(Collected data entries)
####

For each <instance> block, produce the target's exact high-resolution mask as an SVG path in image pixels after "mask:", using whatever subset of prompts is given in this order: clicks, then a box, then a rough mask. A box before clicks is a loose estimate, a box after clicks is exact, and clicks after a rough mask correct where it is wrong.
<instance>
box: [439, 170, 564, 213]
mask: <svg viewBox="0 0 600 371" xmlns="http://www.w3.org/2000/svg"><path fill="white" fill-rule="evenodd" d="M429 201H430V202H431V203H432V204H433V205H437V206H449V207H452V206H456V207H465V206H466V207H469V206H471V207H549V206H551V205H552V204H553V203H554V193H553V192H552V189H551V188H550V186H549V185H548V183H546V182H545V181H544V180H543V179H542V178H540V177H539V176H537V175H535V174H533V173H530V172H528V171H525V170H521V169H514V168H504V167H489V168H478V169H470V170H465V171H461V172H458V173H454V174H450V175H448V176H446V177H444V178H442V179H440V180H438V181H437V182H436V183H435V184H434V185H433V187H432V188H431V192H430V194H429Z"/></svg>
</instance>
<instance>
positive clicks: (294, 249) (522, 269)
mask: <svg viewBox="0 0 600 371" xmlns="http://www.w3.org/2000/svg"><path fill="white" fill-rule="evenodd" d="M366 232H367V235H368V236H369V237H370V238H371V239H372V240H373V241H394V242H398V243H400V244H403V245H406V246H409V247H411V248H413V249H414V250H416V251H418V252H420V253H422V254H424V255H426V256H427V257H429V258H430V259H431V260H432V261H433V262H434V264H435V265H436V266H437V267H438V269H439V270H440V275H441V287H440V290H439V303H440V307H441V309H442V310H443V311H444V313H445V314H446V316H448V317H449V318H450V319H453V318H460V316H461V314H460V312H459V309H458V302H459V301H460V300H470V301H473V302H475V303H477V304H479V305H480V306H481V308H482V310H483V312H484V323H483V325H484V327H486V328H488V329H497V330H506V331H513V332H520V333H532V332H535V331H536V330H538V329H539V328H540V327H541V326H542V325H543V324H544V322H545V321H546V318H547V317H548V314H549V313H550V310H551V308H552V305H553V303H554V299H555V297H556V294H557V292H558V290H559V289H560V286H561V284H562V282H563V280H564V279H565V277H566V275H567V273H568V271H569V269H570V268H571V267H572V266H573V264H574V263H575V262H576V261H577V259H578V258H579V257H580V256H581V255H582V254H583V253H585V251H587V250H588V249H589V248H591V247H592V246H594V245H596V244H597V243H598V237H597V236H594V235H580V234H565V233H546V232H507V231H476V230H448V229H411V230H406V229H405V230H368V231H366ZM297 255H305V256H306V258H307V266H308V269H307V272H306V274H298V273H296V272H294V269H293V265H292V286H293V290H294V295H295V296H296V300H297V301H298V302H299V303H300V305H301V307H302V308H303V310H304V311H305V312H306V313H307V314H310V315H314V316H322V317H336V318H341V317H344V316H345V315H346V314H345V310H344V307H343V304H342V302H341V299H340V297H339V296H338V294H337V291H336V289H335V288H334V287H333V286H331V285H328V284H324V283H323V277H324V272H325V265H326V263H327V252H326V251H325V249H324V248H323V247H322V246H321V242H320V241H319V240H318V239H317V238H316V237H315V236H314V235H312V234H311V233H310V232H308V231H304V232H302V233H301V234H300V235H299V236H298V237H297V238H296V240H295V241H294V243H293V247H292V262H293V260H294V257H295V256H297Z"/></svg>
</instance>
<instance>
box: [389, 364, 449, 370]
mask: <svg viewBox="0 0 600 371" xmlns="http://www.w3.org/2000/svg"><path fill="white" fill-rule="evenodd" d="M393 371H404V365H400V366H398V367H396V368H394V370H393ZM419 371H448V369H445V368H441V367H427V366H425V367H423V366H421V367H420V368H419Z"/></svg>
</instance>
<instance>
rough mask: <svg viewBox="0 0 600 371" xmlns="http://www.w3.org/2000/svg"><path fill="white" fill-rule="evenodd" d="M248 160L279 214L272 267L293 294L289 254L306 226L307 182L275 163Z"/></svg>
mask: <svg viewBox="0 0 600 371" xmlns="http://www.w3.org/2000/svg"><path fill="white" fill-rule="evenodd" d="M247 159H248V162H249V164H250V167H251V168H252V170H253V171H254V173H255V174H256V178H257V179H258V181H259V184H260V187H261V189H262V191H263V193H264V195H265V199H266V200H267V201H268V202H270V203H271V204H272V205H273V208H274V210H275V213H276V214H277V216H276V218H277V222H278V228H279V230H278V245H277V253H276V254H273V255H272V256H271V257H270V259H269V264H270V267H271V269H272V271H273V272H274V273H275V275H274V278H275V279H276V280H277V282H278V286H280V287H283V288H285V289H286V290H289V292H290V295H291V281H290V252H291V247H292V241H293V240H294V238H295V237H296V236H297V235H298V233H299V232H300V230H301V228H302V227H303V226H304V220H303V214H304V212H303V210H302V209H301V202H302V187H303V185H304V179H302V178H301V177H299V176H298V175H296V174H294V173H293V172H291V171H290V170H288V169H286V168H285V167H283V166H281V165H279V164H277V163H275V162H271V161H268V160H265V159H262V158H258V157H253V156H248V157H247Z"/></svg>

####

• [What is needed]: What is needed here is an exact reproduction of all the entries.

• [Task response]:
For each <instance> block, produce the target's exact high-resolution mask as an SVG path in image pixels after "mask:", using whatever subset of prompts is given in this order: clicks, then a box, then a rough mask. A box before clicks is a loose estimate, a box after clicks is exact, and clicks after a rough mask correct where it is wrong.
<instance>
box: [439, 170, 564, 213]
mask: <svg viewBox="0 0 600 371" xmlns="http://www.w3.org/2000/svg"><path fill="white" fill-rule="evenodd" d="M429 201H430V202H431V203H432V204H433V205H437V206H449V207H452V206H456V207H465V206H466V207H469V206H471V207H549V206H551V205H552V204H553V203H554V193H553V192H552V189H551V188H550V186H549V185H548V183H546V182H545V181H544V180H543V179H542V178H540V177H539V176H537V175H535V174H533V173H530V172H528V171H525V170H521V169H514V168H504V167H489V168H478V169H470V170H465V171H461V172H458V173H454V174H450V175H448V176H446V177H444V178H442V179H440V180H438V181H437V182H436V183H435V184H434V185H433V187H432V188H431V192H430V194H429Z"/></svg>
</instance>
<instance>
positive clicks: (294, 249) (522, 269)
mask: <svg viewBox="0 0 600 371" xmlns="http://www.w3.org/2000/svg"><path fill="white" fill-rule="evenodd" d="M366 232H367V235H368V236H369V237H370V238H371V239H372V240H373V241H394V242H398V243H400V244H403V245H406V246H409V247H411V248H413V249H414V250H416V251H418V252H420V253H422V254H424V255H426V256H427V257H429V258H430V259H431V260H432V261H433V262H434V264H435V265H436V266H437V267H438V269H439V270H440V275H441V287H440V290H439V303H440V307H441V309H442V310H443V311H444V313H445V314H446V316H448V317H449V318H450V319H453V318H460V316H461V314H460V312H459V309H458V302H459V301H460V300H470V301H473V302H475V303H477V304H479V305H480V306H481V308H482V310H483V312H484V323H483V325H484V327H486V328H488V329H497V330H506V331H513V332H520V333H532V332H535V331H536V330H538V329H539V328H540V327H541V326H542V325H543V324H544V322H545V321H546V318H547V317H548V314H549V313H550V310H551V308H552V305H553V303H554V299H555V297H556V294H557V292H558V290H559V289H560V286H561V284H562V282H563V280H564V279H565V277H566V275H567V273H568V271H569V269H570V268H571V267H572V266H573V264H574V263H575V262H576V261H577V259H578V258H579V257H580V256H581V255H582V254H583V253H585V251H587V250H588V249H589V248H591V247H592V246H594V245H596V244H597V243H598V237H597V236H594V235H580V234H565V233H546V232H507V231H476V230H448V229H411V230H406V229H405V230H368V231H366ZM297 255H305V256H306V258H307V266H308V269H307V272H306V274H298V273H296V272H294V269H293V265H292V286H293V290H294V295H295V296H296V300H297V301H298V302H299V303H300V305H301V307H302V308H303V310H304V311H305V312H306V313H307V314H310V315H314V316H322V317H336V318H341V317H344V316H345V315H346V314H345V310H344V307H343V304H342V302H341V299H340V297H339V296H338V294H337V291H336V289H335V288H334V287H333V286H331V285H328V284H324V283H323V277H324V272H325V265H326V263H327V252H326V251H325V249H324V248H323V247H322V246H321V242H320V241H319V240H318V239H317V238H316V237H315V236H314V235H312V234H311V233H310V232H308V231H304V232H302V233H301V234H300V235H299V236H298V237H297V238H296V240H295V241H294V243H293V247H292V262H293V260H294V257H295V256H297Z"/></svg>
</instance>
<instance>
box: [389, 364, 449, 370]
mask: <svg viewBox="0 0 600 371" xmlns="http://www.w3.org/2000/svg"><path fill="white" fill-rule="evenodd" d="M393 371H404V365H400V366H398V367H396V368H394V370H393ZM419 371H448V369H445V368H441V367H427V366H425V367H423V366H421V367H420V368H419Z"/></svg>
</instance>
<instance>
rough mask: <svg viewBox="0 0 600 371" xmlns="http://www.w3.org/2000/svg"><path fill="white" fill-rule="evenodd" d="M248 160L279 214L272 267L293 294L289 254L306 226L307 182L275 163Z"/></svg>
mask: <svg viewBox="0 0 600 371" xmlns="http://www.w3.org/2000/svg"><path fill="white" fill-rule="evenodd" d="M247 159H248V162H249V164H250V167H251V168H252V170H253V171H254V173H255V174H256V178H257V179H258V181H259V184H260V187H261V189H262V191H263V193H264V195H265V199H266V200H267V201H268V202H270V203H271V204H272V205H273V208H274V210H275V213H276V214H277V216H276V218H277V222H278V228H279V230H278V245H277V253H276V254H273V255H272V256H271V257H270V259H269V264H270V267H271V269H272V271H273V272H274V273H275V275H274V278H275V279H276V280H277V282H278V286H280V287H283V288H285V289H286V290H289V292H290V295H291V281H290V252H291V247H292V241H293V240H294V238H295V237H296V236H297V235H298V233H299V232H300V230H301V228H302V227H303V226H304V220H303V214H304V212H303V210H302V209H301V202H302V187H303V185H304V179H302V178H301V177H299V176H298V175H296V174H294V173H293V172H291V171H290V170H288V169H286V168H285V167H283V166H281V165H279V164H277V163H275V162H271V161H268V160H265V159H262V158H258V157H253V156H248V157H247Z"/></svg>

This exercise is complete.